[Start DATASET ENTRIES]

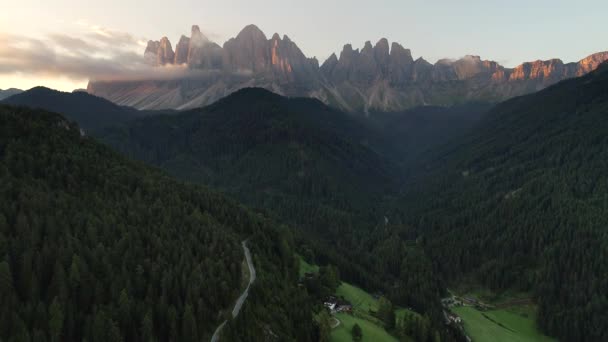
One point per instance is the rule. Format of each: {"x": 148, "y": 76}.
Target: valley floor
{"x": 502, "y": 320}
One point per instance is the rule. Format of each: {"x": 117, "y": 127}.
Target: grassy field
{"x": 359, "y": 298}
{"x": 511, "y": 324}
{"x": 371, "y": 331}
{"x": 362, "y": 302}
{"x": 306, "y": 267}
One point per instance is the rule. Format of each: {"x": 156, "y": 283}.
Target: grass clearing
{"x": 306, "y": 267}
{"x": 502, "y": 325}
{"x": 362, "y": 302}
{"x": 358, "y": 297}
{"x": 371, "y": 331}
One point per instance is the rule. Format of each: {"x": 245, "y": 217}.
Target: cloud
{"x": 111, "y": 55}
{"x": 96, "y": 54}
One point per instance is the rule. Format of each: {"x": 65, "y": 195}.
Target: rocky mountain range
{"x": 381, "y": 77}
{"x": 9, "y": 92}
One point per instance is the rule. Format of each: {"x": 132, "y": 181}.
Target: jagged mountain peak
{"x": 374, "y": 77}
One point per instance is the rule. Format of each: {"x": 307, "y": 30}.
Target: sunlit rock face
{"x": 378, "y": 77}
{"x": 151, "y": 52}
{"x": 181, "y": 50}
{"x": 165, "y": 54}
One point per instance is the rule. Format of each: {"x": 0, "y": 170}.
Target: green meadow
{"x": 514, "y": 324}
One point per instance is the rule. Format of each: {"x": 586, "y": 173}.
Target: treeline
{"x": 96, "y": 247}
{"x": 522, "y": 205}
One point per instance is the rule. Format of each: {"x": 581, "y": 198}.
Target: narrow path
{"x": 335, "y": 324}
{"x": 242, "y": 297}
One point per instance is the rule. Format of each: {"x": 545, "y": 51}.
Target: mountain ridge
{"x": 381, "y": 77}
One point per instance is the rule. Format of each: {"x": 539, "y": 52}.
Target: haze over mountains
{"x": 380, "y": 77}
{"x": 8, "y": 93}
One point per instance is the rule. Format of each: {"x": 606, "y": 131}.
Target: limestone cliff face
{"x": 181, "y": 50}
{"x": 379, "y": 77}
{"x": 165, "y": 54}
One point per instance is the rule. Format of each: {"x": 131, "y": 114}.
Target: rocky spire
{"x": 196, "y": 47}
{"x": 151, "y": 52}
{"x": 165, "y": 54}
{"x": 181, "y": 50}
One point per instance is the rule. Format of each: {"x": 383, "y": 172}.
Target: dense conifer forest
{"x": 96, "y": 247}
{"x": 521, "y": 203}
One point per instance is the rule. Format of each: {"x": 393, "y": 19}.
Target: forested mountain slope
{"x": 96, "y": 247}
{"x": 310, "y": 164}
{"x": 92, "y": 113}
{"x": 523, "y": 203}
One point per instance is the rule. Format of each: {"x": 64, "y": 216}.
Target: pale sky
{"x": 77, "y": 34}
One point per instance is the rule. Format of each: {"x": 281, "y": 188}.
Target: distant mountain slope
{"x": 415, "y": 132}
{"x": 91, "y": 112}
{"x": 521, "y": 203}
{"x": 296, "y": 156}
{"x": 380, "y": 77}
{"x": 9, "y": 92}
{"x": 96, "y": 247}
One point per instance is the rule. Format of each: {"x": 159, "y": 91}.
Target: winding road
{"x": 242, "y": 297}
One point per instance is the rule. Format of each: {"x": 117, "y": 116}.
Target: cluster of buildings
{"x": 336, "y": 305}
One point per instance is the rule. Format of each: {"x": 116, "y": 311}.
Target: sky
{"x": 63, "y": 43}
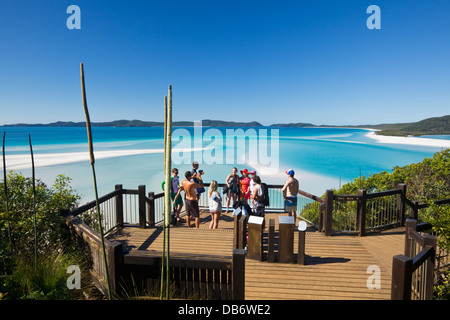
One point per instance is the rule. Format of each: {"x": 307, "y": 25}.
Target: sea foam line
{"x": 428, "y": 142}
{"x": 23, "y": 161}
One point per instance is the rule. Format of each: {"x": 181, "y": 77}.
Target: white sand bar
{"x": 23, "y": 161}
{"x": 440, "y": 143}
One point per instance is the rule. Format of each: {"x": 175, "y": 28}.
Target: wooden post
{"x": 141, "y": 193}
{"x": 411, "y": 224}
{"x": 429, "y": 240}
{"x": 401, "y": 278}
{"x": 328, "y": 212}
{"x": 238, "y": 274}
{"x": 271, "y": 241}
{"x": 361, "y": 226}
{"x": 321, "y": 213}
{"x": 114, "y": 251}
{"x": 151, "y": 209}
{"x": 415, "y": 210}
{"x": 237, "y": 233}
{"x": 255, "y": 238}
{"x": 242, "y": 236}
{"x": 119, "y": 206}
{"x": 401, "y": 204}
{"x": 301, "y": 247}
{"x": 286, "y": 239}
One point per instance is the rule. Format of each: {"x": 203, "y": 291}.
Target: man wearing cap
{"x": 290, "y": 190}
{"x": 196, "y": 177}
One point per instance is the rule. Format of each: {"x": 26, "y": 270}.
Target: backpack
{"x": 266, "y": 199}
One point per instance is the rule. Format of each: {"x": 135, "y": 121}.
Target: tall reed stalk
{"x": 5, "y": 186}
{"x": 34, "y": 198}
{"x": 92, "y": 160}
{"x": 167, "y": 200}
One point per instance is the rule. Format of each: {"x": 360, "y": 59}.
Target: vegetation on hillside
{"x": 426, "y": 181}
{"x": 22, "y": 274}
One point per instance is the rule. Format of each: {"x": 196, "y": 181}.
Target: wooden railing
{"x": 198, "y": 277}
{"x": 365, "y": 211}
{"x": 192, "y": 276}
{"x": 413, "y": 272}
{"x": 93, "y": 241}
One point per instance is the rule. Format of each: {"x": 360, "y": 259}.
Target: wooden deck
{"x": 335, "y": 268}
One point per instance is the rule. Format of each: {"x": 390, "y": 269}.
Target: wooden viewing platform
{"x": 335, "y": 267}
{"x": 343, "y": 254}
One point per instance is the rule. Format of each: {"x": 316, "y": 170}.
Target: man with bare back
{"x": 192, "y": 209}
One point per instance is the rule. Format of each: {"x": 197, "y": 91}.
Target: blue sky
{"x": 267, "y": 61}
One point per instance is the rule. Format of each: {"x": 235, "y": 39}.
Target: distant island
{"x": 430, "y": 126}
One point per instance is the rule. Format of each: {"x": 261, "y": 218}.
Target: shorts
{"x": 192, "y": 209}
{"x": 258, "y": 209}
{"x": 291, "y": 203}
{"x": 179, "y": 199}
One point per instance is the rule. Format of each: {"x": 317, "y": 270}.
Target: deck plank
{"x": 335, "y": 267}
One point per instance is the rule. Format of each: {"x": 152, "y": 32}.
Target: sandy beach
{"x": 417, "y": 141}
{"x": 23, "y": 161}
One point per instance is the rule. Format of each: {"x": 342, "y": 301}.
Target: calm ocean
{"x": 322, "y": 158}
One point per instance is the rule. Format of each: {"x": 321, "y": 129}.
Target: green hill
{"x": 430, "y": 126}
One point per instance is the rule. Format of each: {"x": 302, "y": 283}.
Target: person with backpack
{"x": 258, "y": 197}
{"x": 215, "y": 205}
{"x": 290, "y": 191}
{"x": 174, "y": 186}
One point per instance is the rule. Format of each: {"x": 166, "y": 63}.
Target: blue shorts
{"x": 291, "y": 203}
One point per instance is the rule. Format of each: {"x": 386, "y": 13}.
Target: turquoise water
{"x": 323, "y": 158}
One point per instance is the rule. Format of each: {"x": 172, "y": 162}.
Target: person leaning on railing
{"x": 290, "y": 191}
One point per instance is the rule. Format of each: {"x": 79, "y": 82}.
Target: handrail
{"x": 405, "y": 267}
{"x": 92, "y": 204}
{"x": 422, "y": 256}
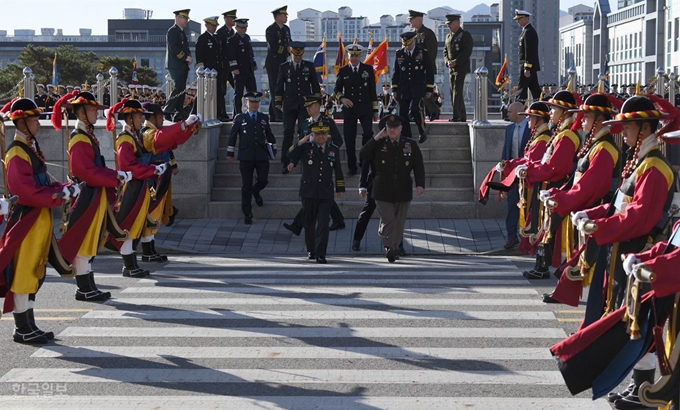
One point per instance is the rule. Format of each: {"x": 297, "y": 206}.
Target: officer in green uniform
{"x": 457, "y": 51}
{"x": 177, "y": 60}
{"x": 320, "y": 160}
{"x": 395, "y": 157}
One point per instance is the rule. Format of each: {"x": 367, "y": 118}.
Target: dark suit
{"x": 512, "y": 196}
{"x": 358, "y": 87}
{"x": 253, "y": 135}
{"x": 278, "y": 40}
{"x": 210, "y": 54}
{"x": 177, "y": 51}
{"x": 291, "y": 87}
{"x": 317, "y": 190}
{"x": 528, "y": 59}
{"x": 240, "y": 56}
{"x": 412, "y": 77}
{"x": 458, "y": 48}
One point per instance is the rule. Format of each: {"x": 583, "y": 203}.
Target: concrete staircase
{"x": 449, "y": 190}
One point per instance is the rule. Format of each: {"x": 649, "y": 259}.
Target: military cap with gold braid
{"x": 183, "y": 13}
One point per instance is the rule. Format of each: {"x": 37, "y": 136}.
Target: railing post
{"x": 113, "y": 85}
{"x": 200, "y": 91}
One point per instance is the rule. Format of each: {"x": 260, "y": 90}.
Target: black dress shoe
{"x": 337, "y": 225}
{"x": 258, "y": 198}
{"x": 292, "y": 228}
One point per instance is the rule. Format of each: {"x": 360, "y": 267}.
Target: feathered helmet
{"x": 71, "y": 100}
{"x": 123, "y": 107}
{"x": 20, "y": 108}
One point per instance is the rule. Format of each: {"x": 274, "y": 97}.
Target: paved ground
{"x": 422, "y": 237}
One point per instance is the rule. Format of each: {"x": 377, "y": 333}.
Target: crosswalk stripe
{"x": 298, "y": 402}
{"x": 307, "y": 352}
{"x": 281, "y": 301}
{"x": 226, "y": 290}
{"x": 317, "y": 332}
{"x": 285, "y": 376}
{"x": 315, "y": 315}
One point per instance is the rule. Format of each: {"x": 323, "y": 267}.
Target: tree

[End DATASET ENTRIES]

GOAL OF THE EXERCISE: How many lines in the records above contain the word "railing"? Reply with the number alone.

WRITTEN SOLUTION: 3